WHAT YOU ARE ASKED TO DO — Update the lines starting with the line with "the chair cushion" and going on through the line with "pixel 634 279" by putting "seat cushion" wherever "chair cushion" appears, changing nothing else. Return only those lines.

Location identification entries:

◆ ◆ ◆ ◆

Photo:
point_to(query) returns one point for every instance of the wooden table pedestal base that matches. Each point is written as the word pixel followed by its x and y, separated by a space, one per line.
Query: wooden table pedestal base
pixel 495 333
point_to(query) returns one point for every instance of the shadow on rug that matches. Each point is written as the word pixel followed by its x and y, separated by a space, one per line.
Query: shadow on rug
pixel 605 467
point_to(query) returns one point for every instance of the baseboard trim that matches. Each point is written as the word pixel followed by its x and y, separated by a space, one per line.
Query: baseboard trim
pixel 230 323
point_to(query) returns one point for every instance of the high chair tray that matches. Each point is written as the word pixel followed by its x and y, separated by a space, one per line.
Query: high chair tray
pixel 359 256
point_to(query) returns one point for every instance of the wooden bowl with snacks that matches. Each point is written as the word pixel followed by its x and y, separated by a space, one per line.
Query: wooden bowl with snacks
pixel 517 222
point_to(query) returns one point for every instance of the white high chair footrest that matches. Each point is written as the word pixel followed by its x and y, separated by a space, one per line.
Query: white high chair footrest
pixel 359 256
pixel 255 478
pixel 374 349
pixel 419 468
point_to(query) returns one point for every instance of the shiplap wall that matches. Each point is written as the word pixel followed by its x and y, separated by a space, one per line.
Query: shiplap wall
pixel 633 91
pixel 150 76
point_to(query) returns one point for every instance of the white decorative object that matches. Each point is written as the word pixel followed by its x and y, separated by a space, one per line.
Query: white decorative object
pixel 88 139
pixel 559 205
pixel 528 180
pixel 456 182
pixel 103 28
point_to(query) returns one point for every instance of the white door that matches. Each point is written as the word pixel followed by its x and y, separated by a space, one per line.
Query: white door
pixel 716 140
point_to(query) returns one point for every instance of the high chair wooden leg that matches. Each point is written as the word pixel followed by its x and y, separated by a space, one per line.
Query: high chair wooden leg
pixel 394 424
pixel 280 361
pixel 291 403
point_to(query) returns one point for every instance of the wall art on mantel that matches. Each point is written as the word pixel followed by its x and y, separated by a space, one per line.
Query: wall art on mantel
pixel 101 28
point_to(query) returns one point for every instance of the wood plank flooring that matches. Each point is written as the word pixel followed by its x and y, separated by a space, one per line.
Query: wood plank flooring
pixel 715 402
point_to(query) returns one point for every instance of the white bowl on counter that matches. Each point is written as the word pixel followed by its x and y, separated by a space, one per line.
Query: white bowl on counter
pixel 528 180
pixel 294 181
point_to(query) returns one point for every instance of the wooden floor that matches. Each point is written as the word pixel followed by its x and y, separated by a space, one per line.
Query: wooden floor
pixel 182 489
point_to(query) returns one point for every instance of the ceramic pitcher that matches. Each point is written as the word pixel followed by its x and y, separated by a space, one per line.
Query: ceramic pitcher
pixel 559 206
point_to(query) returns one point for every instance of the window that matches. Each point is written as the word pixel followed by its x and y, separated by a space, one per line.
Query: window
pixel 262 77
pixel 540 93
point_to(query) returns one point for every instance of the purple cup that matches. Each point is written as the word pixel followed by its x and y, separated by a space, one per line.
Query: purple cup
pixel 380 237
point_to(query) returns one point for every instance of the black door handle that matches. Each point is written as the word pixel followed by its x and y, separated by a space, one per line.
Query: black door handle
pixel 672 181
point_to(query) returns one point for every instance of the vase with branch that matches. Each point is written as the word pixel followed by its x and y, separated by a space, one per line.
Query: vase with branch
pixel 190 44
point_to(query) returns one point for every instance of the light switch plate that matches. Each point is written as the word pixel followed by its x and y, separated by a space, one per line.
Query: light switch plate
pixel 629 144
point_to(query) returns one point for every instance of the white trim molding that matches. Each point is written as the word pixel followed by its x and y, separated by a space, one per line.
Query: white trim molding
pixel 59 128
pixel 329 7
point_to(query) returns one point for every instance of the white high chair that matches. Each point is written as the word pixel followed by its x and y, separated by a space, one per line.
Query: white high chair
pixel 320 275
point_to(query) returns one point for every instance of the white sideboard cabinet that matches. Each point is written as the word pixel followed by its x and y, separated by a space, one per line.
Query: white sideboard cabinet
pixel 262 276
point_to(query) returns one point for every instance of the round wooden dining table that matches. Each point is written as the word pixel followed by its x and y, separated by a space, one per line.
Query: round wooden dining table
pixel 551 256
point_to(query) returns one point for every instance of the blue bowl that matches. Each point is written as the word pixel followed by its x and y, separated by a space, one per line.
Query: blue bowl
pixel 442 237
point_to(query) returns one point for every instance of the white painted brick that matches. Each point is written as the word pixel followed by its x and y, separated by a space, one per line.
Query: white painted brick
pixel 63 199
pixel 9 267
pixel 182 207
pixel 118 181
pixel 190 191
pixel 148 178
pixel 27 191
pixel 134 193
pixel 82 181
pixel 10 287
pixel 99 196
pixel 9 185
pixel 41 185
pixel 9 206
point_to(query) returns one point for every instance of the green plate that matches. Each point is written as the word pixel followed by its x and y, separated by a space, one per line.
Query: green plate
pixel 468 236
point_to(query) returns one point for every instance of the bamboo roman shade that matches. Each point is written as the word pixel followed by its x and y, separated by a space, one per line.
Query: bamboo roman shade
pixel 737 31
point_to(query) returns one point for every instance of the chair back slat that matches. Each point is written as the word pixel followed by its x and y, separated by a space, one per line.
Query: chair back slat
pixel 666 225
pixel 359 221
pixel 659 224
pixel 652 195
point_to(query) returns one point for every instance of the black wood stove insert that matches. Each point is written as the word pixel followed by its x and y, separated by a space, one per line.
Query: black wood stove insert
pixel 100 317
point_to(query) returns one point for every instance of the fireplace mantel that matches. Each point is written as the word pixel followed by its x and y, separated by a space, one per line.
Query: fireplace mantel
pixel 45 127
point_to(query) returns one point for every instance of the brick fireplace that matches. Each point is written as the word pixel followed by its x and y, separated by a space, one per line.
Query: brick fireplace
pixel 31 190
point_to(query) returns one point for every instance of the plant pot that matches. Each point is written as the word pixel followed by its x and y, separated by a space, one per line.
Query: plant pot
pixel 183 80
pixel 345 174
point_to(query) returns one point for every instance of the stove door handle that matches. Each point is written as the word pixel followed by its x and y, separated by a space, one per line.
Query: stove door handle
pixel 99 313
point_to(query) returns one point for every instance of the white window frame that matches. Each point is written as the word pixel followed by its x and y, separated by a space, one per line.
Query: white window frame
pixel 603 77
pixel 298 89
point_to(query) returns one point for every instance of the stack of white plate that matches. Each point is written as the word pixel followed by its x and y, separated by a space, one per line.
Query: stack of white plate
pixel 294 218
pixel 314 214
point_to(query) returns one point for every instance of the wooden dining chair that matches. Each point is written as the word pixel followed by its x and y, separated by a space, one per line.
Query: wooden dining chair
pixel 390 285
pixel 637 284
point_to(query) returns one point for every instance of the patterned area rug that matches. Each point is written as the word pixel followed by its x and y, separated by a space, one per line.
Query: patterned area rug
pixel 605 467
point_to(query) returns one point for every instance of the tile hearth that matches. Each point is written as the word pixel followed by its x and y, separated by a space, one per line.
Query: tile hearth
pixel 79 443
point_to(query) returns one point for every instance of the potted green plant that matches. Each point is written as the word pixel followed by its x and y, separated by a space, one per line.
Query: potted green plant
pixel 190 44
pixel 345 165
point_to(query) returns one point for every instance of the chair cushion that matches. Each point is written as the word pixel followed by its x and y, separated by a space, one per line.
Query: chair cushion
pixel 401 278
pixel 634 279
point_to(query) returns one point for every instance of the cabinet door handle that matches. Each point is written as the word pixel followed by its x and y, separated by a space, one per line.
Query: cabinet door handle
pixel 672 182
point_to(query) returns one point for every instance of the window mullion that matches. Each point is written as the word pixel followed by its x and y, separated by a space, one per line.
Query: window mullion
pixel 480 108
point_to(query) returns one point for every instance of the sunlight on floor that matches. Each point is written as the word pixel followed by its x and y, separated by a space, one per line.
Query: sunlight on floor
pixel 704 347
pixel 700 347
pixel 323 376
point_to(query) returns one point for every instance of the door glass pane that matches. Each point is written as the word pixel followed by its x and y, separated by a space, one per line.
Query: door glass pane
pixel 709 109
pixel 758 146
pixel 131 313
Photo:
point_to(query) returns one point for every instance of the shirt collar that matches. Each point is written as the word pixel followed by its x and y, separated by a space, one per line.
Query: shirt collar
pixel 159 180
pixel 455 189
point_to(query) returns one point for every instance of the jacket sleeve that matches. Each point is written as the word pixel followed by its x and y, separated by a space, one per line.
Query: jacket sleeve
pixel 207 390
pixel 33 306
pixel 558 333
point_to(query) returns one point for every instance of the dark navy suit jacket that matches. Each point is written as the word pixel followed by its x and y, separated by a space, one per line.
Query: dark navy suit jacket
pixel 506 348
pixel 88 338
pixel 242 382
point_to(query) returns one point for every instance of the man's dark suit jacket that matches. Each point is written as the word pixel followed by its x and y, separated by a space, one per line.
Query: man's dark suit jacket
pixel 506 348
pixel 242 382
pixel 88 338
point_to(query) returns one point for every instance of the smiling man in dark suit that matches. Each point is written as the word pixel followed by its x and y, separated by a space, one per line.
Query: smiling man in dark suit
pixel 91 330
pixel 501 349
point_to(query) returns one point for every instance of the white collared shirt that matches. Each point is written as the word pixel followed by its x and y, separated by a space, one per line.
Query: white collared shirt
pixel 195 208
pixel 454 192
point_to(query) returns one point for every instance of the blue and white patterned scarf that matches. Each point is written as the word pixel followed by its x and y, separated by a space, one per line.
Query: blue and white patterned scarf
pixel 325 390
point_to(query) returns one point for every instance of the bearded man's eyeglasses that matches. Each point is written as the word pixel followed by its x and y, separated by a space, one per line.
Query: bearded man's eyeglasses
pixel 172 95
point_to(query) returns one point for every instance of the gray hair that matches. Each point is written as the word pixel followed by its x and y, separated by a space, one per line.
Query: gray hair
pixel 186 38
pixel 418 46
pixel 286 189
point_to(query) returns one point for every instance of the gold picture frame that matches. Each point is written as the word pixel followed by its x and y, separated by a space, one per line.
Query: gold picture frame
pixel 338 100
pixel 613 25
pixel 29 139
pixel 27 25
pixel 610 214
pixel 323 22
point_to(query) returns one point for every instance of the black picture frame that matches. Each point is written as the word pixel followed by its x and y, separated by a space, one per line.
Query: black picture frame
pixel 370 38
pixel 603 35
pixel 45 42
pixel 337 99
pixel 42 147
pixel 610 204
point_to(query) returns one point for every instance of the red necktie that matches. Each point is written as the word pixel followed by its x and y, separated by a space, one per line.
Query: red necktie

◆ ◆ ◆ ◆

RESPONSE FOR THIS EXERCISE —
point_to(query) returns one point for every instance of the seat cushion that matches. Each point is written as the word pixel followed by its x and y, separated by a space, one per line.
Query: seat cushion
pixel 401 278
pixel 634 279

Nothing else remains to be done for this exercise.